Render all of the items below as a single numbered list of their lines, omitting any blank lines and leaving out the pictures.
-- EXTRACTED DATA start --
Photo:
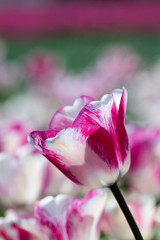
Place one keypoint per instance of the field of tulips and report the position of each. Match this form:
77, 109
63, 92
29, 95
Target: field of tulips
79, 116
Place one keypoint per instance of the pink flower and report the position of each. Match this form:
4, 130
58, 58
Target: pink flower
63, 217
88, 141
144, 174
142, 207
13, 136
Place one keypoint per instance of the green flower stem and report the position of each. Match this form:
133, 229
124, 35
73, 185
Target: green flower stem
120, 199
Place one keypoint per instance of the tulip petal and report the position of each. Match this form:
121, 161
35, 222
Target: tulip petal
87, 152
64, 117
37, 138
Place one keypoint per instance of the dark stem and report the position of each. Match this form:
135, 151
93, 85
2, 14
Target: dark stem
120, 199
-- EXTRACTED DATA end --
_RESULT OF THIS EXERCISE_
1. Photo:
2. Place one keypoint per instance of the field of tulips and report the position of each. Match this form:
3. 77, 109
4. 63, 92
5. 29, 95
6. Target: field of tulips
7. 79, 116
8. Place one keypoint per instance of the pink flower and report the position of each. Match this form:
9. 4, 130
10. 58, 58
11. Target: pink flower
12. 63, 217
13. 88, 141
14. 144, 174
15. 142, 207
16. 13, 136
17. Place one keypoint per instance of the green flower stem and report the position of each. Match this form:
18. 133, 229
19. 124, 35
20. 73, 185
21. Target: green flower stem
22. 120, 199
23. Place one keypoint per instance of the tulip petal and report the position of each. Match this form:
24. 121, 161
25. 35, 222
26. Target: tulip petal
27. 87, 152
28. 64, 117
29. 37, 138
30. Place one keypoint per instance of the dark stem and report the position of each. Match this form:
31. 135, 151
32. 93, 85
33. 2, 14
34. Target: dark stem
35. 120, 199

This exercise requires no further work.